### [SOURCE DATA]
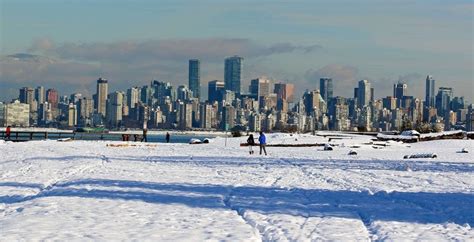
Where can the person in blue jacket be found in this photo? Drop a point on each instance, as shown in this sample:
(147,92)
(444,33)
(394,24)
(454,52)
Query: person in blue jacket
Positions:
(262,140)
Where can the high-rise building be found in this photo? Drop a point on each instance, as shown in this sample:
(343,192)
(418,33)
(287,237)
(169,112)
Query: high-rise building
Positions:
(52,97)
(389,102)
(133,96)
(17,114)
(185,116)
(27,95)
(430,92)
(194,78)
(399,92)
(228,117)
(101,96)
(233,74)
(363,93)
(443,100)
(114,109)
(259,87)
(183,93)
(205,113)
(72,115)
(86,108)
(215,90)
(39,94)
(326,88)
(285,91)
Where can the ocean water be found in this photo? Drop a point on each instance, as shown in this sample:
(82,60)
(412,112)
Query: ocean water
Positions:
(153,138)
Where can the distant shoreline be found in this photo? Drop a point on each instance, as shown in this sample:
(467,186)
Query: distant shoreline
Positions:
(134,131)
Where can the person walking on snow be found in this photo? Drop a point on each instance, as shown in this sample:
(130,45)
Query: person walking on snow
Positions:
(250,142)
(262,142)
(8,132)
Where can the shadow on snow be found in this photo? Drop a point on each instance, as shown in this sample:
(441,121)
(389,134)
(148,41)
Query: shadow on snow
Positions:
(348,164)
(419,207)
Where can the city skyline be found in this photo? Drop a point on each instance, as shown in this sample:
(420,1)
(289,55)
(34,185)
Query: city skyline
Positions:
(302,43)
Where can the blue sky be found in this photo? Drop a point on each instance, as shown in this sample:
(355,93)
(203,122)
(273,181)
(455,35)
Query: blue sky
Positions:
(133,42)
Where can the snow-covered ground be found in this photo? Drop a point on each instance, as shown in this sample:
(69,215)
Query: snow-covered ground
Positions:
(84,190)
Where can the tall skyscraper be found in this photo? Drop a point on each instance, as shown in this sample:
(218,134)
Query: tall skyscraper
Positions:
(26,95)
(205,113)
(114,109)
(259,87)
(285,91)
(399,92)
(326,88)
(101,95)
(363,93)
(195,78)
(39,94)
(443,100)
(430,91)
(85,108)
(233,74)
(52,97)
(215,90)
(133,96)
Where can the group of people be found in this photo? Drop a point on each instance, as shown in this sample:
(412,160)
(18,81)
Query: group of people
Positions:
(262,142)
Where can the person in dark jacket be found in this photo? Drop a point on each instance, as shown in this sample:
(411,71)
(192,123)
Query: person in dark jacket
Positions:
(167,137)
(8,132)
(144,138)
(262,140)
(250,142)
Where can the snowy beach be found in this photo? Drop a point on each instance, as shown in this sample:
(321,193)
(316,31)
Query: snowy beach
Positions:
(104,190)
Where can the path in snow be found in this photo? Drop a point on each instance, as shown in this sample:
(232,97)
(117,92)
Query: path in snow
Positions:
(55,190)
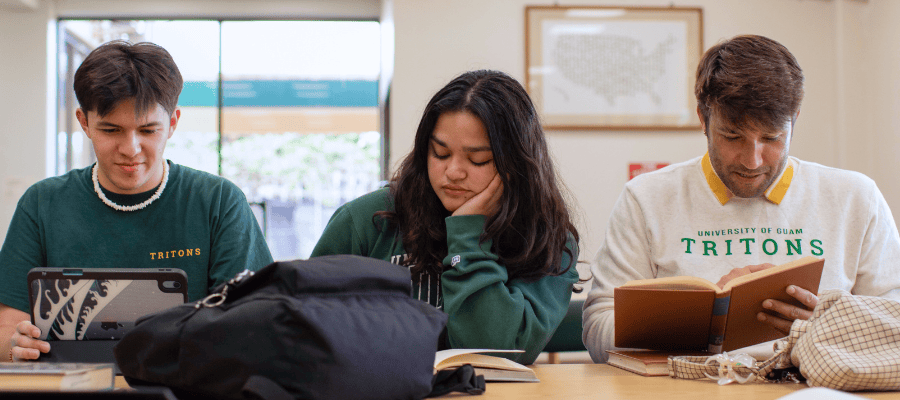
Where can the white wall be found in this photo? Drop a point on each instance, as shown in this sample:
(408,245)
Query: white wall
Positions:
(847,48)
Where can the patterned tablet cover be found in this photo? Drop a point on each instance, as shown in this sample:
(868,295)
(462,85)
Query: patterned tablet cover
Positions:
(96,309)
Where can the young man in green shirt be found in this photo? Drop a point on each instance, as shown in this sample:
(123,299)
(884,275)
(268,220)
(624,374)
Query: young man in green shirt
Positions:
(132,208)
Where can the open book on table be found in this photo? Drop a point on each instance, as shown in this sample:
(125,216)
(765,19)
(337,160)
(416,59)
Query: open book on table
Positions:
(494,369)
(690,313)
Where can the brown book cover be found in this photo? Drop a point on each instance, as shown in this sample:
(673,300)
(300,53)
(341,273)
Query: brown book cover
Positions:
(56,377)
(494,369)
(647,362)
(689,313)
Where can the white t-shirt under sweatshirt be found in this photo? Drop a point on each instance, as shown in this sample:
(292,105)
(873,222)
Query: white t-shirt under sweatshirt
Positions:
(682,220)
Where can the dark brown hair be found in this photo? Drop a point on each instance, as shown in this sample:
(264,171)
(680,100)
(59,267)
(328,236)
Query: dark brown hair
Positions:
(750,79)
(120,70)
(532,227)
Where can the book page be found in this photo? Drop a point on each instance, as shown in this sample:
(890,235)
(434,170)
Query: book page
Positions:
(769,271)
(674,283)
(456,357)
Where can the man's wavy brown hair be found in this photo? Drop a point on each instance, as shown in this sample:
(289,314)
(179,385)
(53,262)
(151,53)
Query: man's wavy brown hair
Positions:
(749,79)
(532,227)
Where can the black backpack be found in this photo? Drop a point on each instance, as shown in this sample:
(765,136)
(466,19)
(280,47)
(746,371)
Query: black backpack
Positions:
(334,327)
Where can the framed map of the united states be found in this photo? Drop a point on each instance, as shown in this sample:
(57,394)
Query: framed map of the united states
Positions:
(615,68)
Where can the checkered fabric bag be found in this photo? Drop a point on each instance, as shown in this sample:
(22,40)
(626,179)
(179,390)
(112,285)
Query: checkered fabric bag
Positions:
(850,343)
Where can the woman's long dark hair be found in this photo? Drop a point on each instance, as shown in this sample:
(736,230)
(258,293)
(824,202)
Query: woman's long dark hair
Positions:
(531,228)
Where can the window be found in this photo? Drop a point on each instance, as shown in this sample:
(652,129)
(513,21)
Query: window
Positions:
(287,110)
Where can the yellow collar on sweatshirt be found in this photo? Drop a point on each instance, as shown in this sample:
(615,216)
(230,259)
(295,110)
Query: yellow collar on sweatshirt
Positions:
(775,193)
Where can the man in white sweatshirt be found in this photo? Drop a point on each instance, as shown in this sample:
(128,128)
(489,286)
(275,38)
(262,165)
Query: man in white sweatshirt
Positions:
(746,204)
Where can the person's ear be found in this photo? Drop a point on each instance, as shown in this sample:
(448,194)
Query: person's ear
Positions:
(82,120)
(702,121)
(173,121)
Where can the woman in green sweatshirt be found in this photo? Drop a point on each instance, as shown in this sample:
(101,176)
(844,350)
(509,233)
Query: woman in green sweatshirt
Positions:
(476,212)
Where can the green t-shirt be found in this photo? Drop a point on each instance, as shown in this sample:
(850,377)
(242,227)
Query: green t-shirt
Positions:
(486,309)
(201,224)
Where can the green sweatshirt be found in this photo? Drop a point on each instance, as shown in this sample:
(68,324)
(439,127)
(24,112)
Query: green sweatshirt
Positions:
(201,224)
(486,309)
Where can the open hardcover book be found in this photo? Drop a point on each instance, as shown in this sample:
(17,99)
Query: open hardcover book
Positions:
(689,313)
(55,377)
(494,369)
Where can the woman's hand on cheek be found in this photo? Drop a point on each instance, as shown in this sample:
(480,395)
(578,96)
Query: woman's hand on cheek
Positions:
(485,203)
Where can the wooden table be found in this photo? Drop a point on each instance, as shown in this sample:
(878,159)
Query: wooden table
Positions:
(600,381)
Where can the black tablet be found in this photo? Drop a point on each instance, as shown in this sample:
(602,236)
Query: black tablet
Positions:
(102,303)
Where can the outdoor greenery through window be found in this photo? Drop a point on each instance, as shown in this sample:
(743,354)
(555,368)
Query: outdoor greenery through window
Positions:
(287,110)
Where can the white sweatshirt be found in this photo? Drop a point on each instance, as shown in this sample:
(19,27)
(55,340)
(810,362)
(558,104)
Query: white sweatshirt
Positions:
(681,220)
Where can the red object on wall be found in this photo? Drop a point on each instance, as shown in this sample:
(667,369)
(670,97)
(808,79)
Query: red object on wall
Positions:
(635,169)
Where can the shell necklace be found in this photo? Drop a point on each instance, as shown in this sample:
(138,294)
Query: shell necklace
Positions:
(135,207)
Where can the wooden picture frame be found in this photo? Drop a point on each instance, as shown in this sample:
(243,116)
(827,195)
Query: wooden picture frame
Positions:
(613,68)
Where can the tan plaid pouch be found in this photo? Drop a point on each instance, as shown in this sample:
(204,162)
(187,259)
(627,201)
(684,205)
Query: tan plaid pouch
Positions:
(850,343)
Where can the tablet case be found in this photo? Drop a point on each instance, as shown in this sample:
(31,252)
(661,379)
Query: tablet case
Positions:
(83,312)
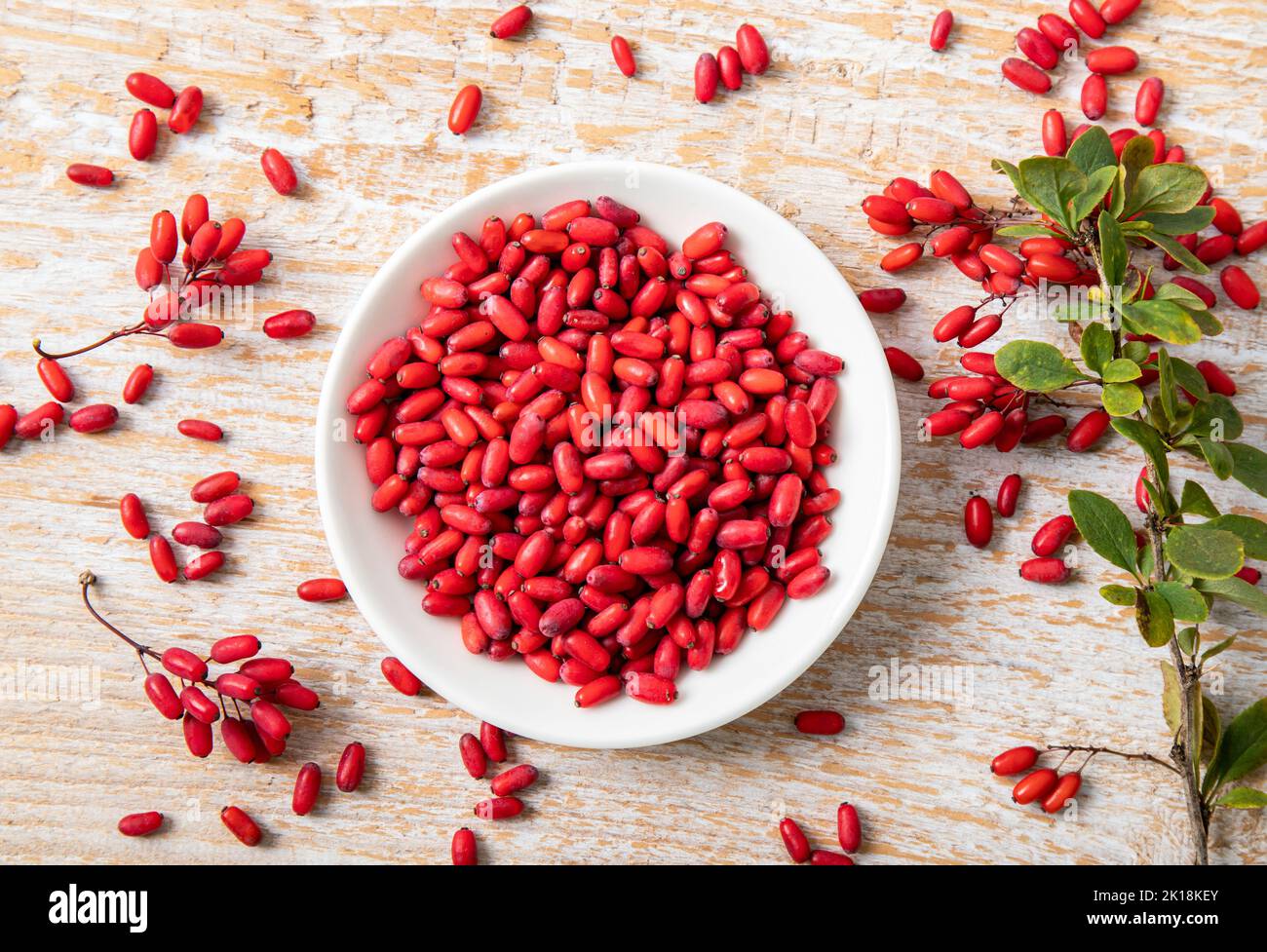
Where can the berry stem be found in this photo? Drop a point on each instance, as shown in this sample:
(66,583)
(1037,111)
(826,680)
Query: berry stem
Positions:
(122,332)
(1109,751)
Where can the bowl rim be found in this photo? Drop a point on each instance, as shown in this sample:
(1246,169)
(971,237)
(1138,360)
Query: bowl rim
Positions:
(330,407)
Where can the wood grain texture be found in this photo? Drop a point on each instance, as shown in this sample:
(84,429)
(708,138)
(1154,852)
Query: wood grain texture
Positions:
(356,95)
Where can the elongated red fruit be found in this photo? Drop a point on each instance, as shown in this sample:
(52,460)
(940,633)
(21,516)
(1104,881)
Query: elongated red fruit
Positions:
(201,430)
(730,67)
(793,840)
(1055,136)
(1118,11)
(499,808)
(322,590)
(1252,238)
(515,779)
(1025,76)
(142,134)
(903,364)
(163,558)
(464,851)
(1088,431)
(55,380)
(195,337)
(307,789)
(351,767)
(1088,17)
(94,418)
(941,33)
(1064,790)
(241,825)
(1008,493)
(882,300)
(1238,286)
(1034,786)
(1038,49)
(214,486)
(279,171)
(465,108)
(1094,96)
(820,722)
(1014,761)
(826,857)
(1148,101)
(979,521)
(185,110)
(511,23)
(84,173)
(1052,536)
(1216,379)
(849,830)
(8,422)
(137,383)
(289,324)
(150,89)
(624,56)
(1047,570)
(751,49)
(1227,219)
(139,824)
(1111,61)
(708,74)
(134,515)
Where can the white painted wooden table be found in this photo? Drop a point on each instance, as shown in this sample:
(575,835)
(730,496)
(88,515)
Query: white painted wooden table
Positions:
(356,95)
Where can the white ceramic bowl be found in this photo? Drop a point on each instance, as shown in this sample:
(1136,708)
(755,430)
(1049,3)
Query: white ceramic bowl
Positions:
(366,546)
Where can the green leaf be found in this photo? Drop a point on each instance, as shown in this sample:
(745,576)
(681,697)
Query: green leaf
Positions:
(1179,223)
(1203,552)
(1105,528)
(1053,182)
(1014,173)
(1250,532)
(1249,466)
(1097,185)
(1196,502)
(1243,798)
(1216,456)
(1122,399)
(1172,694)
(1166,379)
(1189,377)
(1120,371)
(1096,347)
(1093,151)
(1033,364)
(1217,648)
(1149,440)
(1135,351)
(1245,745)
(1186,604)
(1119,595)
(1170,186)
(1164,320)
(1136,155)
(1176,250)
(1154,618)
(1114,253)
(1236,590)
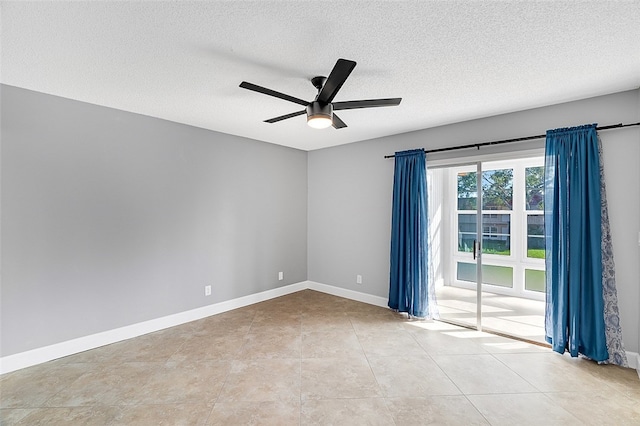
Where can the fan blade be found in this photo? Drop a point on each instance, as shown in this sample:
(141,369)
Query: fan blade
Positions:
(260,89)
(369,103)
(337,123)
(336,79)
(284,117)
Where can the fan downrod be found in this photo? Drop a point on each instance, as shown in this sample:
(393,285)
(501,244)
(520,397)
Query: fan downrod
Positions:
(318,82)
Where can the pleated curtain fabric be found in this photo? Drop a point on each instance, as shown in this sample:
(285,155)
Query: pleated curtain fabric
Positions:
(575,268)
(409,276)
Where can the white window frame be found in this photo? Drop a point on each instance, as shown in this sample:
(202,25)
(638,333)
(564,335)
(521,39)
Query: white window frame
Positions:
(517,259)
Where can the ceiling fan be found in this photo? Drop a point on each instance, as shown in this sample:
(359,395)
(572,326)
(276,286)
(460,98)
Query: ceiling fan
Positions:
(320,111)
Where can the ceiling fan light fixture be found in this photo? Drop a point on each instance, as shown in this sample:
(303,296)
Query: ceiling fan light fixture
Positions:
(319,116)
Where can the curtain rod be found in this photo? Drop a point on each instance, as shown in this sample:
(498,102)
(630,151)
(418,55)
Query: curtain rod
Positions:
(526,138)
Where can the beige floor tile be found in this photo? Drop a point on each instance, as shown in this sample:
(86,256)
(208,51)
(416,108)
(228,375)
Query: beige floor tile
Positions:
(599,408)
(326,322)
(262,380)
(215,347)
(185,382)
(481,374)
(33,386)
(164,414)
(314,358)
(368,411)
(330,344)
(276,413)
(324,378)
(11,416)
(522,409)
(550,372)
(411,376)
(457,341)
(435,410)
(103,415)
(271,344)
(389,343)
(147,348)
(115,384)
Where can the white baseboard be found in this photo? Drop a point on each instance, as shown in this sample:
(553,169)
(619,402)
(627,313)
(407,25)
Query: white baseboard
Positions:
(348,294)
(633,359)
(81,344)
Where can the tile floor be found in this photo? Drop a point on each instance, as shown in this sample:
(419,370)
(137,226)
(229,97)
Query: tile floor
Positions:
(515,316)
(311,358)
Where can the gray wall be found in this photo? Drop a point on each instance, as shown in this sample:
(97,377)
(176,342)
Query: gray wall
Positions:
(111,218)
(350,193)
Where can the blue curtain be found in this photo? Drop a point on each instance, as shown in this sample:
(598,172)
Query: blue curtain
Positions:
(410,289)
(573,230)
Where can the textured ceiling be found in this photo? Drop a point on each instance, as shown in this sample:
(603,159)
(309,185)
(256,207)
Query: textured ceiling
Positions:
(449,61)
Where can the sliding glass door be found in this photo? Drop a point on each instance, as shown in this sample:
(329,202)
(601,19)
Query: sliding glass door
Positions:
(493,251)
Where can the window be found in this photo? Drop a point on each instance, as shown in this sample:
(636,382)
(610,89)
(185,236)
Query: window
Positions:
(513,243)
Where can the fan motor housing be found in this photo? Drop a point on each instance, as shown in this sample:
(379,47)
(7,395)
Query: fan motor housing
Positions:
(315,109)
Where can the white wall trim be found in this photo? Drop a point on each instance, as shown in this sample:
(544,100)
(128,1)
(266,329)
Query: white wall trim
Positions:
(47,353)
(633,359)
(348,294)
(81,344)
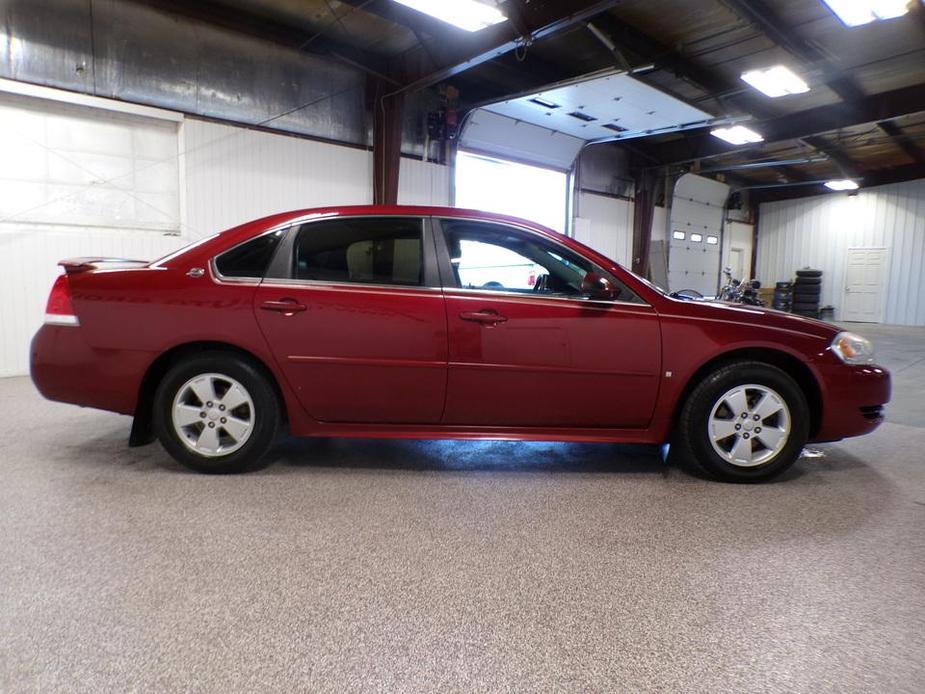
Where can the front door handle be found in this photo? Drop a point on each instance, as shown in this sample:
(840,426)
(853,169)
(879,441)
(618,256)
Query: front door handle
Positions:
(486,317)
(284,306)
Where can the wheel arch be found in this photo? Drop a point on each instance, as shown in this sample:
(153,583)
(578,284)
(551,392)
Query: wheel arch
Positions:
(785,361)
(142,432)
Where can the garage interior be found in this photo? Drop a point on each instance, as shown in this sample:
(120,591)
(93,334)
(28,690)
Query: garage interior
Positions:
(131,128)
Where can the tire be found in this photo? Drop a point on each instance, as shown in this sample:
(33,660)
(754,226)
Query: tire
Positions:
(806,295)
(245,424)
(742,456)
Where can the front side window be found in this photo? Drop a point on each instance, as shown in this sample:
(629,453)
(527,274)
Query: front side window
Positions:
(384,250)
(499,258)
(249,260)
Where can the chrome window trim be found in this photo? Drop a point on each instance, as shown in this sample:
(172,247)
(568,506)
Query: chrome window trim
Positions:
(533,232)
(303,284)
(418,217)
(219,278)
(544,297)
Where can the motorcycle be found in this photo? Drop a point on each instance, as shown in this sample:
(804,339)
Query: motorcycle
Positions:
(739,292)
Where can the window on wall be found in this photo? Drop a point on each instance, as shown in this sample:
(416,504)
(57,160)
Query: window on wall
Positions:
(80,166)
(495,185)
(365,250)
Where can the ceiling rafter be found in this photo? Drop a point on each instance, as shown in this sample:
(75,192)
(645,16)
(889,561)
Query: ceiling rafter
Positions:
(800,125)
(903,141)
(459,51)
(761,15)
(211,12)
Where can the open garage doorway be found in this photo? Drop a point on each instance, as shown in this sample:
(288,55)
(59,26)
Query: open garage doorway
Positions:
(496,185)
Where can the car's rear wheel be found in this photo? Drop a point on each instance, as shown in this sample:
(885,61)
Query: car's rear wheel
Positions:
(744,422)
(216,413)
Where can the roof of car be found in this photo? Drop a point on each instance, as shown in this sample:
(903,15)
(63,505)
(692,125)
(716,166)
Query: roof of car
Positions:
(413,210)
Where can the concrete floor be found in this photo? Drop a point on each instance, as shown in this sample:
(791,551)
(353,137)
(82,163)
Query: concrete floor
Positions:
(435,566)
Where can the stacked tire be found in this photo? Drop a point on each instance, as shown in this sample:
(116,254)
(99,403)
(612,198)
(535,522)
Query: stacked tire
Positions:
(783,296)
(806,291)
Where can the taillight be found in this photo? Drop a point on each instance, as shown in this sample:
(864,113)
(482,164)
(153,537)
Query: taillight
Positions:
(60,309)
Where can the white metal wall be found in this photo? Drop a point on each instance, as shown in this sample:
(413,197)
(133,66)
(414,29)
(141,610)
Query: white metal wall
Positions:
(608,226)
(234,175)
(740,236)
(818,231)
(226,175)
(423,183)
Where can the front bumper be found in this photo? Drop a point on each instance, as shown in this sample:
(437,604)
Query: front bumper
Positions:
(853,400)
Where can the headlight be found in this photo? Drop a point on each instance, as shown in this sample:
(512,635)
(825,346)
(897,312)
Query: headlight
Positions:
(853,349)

### [ACTIVITY]
Whatever else the listing above holds, retype exactly only the lines from the one containing "Query: chrome window trim" to the one containing "Query: window on wall", both ends kept.

### [REPLY TO THE EXERCISE]
Query: chrome window trim
Positions:
(533,232)
(303,284)
(418,217)
(219,278)
(544,297)
Where can the motorcycle be found in this photo? Drop a point on each instance, as shown in this sample:
(804,339)
Query: motorcycle
Positions:
(739,292)
Where can the window on wall be found in this photo? Drop a point on each instance, as shown in this sample:
(416,504)
(57,160)
Query: window on wall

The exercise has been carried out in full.